--- STORED DATA ---
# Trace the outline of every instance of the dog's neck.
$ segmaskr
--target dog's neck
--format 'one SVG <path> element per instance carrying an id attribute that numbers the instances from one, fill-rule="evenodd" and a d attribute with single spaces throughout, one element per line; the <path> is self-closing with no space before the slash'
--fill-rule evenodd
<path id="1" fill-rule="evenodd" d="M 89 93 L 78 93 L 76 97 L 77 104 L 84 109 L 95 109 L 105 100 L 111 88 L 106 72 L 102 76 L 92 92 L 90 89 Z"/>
---
### [TASK BRIEF]
Rewrite the listing above, substituting "dog's collar" for every occurrence of "dog's neck" and leaving everything else unchanged.

### [RESPONSE]
# Trace the outline of every instance of the dog's collar.
$ segmaskr
--target dog's collar
--format 'one SVG <path> element per instance carrying an id attribute that numbers the instances from one, fill-rule="evenodd" and a d attribute with single spaces throughout, one element per line; the <path> is self-closing with no space before the slash'
--fill-rule evenodd
<path id="1" fill-rule="evenodd" d="M 89 93 L 78 93 L 76 97 L 77 104 L 84 109 L 95 109 L 105 100 L 111 88 L 106 72 L 102 76 L 92 92 L 90 89 Z"/>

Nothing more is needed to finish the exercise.